Dataset rows:

begin

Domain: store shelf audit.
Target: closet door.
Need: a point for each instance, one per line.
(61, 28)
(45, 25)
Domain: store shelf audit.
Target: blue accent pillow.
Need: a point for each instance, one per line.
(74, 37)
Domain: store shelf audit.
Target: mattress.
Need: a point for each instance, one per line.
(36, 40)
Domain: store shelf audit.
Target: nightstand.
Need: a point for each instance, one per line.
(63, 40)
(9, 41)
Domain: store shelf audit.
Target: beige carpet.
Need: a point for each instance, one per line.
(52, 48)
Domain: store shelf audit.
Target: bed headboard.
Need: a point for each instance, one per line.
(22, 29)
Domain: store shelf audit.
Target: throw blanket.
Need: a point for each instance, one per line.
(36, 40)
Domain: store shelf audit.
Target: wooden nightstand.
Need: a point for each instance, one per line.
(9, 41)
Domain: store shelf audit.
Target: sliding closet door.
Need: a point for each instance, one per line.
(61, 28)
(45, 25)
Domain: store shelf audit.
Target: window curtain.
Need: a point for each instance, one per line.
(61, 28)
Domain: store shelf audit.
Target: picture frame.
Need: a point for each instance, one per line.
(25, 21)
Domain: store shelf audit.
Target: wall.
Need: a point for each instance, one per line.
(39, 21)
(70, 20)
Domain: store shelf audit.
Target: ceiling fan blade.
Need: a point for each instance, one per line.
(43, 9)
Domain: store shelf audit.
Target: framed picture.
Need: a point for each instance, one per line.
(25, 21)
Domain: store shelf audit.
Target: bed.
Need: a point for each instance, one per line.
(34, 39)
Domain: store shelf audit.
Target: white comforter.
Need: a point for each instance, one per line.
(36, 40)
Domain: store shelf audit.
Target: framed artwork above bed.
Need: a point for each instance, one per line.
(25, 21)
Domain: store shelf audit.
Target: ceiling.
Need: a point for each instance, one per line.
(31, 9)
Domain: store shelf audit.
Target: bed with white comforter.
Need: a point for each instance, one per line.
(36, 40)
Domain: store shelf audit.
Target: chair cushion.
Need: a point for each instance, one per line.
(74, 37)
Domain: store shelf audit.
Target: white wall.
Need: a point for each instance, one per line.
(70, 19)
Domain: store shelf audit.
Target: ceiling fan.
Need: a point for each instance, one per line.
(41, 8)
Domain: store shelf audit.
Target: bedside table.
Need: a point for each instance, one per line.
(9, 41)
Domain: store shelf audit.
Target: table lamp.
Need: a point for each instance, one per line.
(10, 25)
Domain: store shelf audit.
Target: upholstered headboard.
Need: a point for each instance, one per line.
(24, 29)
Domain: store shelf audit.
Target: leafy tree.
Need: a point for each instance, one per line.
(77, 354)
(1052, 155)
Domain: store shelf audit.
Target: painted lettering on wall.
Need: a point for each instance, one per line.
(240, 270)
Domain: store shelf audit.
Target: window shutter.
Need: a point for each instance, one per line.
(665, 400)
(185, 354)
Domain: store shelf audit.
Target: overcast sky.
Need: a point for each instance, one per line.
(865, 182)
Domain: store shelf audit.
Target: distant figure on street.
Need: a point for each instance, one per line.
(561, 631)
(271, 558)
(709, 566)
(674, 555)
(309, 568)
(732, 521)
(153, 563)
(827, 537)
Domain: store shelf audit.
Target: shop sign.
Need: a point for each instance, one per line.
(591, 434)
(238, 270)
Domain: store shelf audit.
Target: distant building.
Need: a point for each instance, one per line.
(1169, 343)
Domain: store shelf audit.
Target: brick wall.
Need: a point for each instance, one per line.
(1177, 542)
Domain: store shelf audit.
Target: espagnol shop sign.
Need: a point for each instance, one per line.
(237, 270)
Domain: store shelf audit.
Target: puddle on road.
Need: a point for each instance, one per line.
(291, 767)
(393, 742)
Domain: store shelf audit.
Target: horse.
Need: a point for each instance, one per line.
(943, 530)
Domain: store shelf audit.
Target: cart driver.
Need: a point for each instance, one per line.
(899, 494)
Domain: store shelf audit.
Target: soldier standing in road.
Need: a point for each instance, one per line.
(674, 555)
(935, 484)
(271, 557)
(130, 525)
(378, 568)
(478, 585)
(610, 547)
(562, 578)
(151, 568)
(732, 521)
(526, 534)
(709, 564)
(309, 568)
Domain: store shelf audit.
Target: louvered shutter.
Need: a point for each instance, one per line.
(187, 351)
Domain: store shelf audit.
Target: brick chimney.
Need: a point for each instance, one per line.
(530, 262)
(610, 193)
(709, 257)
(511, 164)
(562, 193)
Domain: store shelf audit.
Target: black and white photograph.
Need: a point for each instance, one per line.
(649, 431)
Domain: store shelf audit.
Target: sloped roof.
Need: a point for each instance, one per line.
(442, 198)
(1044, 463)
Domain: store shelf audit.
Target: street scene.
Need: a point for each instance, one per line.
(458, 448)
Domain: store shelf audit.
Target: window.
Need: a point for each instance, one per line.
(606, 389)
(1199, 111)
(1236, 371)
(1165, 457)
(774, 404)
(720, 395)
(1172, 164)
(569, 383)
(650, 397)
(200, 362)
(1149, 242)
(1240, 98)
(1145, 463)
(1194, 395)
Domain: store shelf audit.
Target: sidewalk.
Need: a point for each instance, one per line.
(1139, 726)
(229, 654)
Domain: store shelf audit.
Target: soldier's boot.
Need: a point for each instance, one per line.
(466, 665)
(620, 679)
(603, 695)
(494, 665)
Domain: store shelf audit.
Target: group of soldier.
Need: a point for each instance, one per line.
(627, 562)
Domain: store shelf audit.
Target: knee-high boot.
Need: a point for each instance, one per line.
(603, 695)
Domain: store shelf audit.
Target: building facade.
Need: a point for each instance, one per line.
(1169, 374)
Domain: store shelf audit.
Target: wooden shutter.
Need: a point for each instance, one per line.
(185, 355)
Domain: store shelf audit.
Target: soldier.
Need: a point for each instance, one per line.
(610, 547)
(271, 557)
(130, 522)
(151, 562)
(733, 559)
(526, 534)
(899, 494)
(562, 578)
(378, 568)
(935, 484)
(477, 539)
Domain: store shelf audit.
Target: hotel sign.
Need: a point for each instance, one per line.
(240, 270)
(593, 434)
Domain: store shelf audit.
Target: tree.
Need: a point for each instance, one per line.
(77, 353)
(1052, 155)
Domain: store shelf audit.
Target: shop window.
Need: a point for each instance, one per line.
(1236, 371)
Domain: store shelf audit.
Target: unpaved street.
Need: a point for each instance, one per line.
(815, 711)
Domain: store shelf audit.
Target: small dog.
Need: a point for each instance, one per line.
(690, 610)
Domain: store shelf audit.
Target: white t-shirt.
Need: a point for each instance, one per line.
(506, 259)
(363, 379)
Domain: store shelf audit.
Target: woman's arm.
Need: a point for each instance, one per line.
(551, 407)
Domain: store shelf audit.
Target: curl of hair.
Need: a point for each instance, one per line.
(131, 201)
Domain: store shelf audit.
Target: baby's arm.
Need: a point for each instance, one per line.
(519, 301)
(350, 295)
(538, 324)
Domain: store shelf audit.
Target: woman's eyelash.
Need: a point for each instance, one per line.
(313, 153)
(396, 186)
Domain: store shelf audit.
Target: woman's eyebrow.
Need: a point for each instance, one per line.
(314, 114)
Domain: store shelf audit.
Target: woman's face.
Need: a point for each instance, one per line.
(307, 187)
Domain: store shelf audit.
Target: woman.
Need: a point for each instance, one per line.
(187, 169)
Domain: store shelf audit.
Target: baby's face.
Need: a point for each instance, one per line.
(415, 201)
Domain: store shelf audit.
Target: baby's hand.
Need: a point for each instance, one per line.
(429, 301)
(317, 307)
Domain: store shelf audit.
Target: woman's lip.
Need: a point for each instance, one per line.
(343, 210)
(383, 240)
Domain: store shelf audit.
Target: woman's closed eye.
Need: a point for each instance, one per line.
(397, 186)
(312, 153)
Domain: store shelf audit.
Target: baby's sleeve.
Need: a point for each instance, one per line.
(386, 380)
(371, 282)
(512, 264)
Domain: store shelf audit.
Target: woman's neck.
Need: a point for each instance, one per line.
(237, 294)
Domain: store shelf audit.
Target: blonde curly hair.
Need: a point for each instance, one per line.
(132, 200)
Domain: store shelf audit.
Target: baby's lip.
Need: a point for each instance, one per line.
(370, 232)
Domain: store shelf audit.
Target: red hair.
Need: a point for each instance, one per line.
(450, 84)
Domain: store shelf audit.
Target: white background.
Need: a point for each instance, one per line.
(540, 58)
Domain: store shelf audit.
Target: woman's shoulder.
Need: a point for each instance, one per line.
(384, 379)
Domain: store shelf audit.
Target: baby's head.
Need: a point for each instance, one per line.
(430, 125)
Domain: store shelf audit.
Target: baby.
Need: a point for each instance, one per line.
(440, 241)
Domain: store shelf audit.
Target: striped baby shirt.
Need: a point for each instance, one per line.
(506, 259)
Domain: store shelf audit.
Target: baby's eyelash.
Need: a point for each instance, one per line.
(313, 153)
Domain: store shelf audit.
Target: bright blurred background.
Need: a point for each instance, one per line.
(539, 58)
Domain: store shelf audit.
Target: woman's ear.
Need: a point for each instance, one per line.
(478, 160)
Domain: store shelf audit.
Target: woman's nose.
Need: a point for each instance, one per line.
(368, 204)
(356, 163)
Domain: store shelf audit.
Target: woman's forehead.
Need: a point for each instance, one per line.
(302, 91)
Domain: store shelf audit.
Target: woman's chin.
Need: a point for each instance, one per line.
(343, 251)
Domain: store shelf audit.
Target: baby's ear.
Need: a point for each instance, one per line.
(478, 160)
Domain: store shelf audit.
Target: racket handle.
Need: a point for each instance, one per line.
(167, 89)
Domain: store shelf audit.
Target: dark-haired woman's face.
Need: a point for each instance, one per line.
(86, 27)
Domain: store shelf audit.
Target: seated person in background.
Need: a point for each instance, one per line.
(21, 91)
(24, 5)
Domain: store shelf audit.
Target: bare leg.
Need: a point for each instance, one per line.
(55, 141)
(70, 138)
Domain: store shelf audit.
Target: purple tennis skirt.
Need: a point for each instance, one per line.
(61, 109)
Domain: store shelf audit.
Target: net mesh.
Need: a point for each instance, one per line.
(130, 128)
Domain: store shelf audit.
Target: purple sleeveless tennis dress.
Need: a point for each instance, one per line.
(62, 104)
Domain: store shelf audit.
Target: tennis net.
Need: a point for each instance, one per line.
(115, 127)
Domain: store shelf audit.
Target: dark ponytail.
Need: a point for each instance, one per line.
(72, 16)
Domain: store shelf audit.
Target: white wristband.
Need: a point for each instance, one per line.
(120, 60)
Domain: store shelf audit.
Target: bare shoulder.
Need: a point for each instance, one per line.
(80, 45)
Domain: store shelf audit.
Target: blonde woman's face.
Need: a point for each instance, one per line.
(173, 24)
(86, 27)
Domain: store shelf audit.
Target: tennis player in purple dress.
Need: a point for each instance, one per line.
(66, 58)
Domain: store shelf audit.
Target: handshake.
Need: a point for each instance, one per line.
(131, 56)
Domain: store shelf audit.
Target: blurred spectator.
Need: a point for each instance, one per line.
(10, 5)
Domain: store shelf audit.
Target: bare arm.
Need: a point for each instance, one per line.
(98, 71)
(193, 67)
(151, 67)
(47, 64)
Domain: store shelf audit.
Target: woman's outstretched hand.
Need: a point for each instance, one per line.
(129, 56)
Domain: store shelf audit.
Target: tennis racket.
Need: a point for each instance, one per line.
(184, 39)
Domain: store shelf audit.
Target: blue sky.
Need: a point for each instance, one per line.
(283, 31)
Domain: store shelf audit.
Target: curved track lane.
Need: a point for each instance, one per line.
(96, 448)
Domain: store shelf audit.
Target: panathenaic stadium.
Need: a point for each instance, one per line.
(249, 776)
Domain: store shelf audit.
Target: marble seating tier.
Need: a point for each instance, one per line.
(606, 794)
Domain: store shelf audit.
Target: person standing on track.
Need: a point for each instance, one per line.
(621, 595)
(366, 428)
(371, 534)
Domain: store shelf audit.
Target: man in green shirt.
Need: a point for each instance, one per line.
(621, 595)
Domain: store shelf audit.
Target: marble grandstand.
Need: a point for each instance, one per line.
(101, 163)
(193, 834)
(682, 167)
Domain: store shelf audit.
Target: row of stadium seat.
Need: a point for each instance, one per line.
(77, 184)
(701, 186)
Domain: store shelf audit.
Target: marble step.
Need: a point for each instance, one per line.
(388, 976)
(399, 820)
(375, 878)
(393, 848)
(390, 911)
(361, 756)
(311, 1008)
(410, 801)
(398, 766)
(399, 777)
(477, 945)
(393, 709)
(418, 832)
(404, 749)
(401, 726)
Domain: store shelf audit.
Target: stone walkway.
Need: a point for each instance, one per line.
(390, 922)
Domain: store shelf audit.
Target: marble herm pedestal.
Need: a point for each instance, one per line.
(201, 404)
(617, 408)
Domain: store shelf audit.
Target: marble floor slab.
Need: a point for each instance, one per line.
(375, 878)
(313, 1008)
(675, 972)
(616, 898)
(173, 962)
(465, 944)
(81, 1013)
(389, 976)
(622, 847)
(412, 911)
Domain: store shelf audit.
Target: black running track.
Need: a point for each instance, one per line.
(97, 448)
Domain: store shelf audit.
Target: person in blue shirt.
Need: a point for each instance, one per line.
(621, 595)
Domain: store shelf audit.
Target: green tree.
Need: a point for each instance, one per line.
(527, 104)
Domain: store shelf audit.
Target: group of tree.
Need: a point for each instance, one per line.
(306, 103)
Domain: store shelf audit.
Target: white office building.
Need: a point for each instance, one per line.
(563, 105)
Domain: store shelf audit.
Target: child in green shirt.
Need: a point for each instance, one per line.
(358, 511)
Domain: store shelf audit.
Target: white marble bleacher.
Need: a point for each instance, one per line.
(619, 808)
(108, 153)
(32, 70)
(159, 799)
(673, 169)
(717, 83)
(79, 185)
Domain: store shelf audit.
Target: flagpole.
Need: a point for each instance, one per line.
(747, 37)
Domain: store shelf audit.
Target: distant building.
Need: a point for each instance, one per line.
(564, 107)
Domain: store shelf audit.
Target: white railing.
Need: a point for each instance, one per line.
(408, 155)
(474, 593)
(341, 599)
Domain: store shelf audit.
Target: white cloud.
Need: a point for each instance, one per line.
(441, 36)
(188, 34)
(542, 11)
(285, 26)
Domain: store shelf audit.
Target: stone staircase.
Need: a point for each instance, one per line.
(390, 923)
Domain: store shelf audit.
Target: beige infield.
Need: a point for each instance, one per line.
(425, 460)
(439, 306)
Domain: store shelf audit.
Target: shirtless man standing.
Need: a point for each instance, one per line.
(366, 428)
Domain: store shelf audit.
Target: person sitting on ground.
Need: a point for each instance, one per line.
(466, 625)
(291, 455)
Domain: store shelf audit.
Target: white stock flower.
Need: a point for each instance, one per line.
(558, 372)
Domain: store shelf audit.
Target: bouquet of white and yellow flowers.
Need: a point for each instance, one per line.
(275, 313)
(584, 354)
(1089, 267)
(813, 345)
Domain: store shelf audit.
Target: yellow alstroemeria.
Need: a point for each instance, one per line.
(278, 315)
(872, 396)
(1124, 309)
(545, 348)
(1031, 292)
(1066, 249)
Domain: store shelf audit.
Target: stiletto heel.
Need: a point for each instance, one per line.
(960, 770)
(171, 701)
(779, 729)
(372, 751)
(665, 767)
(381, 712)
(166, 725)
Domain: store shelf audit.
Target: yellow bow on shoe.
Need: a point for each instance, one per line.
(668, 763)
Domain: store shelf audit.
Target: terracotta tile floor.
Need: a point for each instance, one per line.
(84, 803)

end

_THE TASK:_
Identify every line in the dataset rows that contains the word "closet", and copy each one. Case matters.

_EXERCISE ANSWER:_
Target: closet door.
Target: sliding closet door.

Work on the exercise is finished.